● Work to complete
Rewrite the listing below, swapping every "marker" for "dot" and leaving all other text unchanged.

● Supplied material

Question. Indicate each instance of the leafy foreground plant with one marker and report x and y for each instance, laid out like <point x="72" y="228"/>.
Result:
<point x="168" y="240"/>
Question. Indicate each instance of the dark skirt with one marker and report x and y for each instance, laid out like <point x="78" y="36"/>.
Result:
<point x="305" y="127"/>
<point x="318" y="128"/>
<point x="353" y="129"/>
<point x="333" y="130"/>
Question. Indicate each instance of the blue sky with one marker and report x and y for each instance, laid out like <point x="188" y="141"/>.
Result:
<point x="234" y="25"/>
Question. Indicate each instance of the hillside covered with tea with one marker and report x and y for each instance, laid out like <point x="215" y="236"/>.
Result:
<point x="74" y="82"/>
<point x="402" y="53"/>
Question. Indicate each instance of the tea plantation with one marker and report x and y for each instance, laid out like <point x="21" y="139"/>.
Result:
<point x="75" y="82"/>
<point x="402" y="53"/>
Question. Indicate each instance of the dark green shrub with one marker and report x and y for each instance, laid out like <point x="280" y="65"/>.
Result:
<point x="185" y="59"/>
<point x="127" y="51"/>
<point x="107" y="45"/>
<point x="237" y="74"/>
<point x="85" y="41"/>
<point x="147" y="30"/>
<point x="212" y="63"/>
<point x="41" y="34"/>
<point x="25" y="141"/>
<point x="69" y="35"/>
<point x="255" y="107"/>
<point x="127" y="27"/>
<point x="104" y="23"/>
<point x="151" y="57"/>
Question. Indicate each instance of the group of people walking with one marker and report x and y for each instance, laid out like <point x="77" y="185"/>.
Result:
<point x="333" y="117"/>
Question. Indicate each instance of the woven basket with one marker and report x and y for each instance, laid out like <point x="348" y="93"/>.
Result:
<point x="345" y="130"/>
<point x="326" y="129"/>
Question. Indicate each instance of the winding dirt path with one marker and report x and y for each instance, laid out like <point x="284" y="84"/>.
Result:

● Exercise response
Question. Indicate each instance of the leafy foreground plant with one dot and report x and y for each instance, laid out like <point x="72" y="228"/>.
Result:
<point x="168" y="240"/>
Question. Indicate each instance of the dark skirt with one dot and report x and y for each instance, laid out like <point x="78" y="36"/>.
Result:
<point x="305" y="127"/>
<point x="318" y="128"/>
<point x="353" y="129"/>
<point x="333" y="130"/>
Question. Indicate each instance of the blue sky with one dot and report x and y for each instance, laid out like <point x="188" y="141"/>.
Result:
<point x="234" y="25"/>
Question. Indicate each instance of the hillside covered with tea with one dot and report x and y for each instance, laid out like <point x="215" y="236"/>.
Result:
<point x="74" y="82"/>
<point x="402" y="53"/>
Question. Indicate each instance of the tea plantation with one dot and report x and y for each instance, laid out like <point x="21" y="139"/>.
Result:
<point x="75" y="82"/>
<point x="402" y="53"/>
Question. Indicate each instance of the dark green shrub with one dot and report x and y for each instance, laid out like <point x="280" y="65"/>.
Result:
<point x="185" y="59"/>
<point x="127" y="51"/>
<point x="107" y="45"/>
<point x="237" y="74"/>
<point x="85" y="41"/>
<point x="147" y="30"/>
<point x="212" y="63"/>
<point x="41" y="34"/>
<point x="25" y="141"/>
<point x="69" y="35"/>
<point x="255" y="107"/>
<point x="127" y="27"/>
<point x="104" y="23"/>
<point x="151" y="57"/>
Question. Indicate each instance of the group of people walking with one dot and report x and y for each instance, laid out like <point x="77" y="185"/>.
Result:
<point x="333" y="117"/>
Question. Indicate each instance of the woven basket with one dot and report x and y for each instance, laid out like <point x="348" y="93"/>.
Result:
<point x="345" y="130"/>
<point x="326" y="129"/>
Question. Indicate each instance of the winding dirt path with one dot and report x and y for each instance, laid out like <point x="284" y="84"/>.
Result:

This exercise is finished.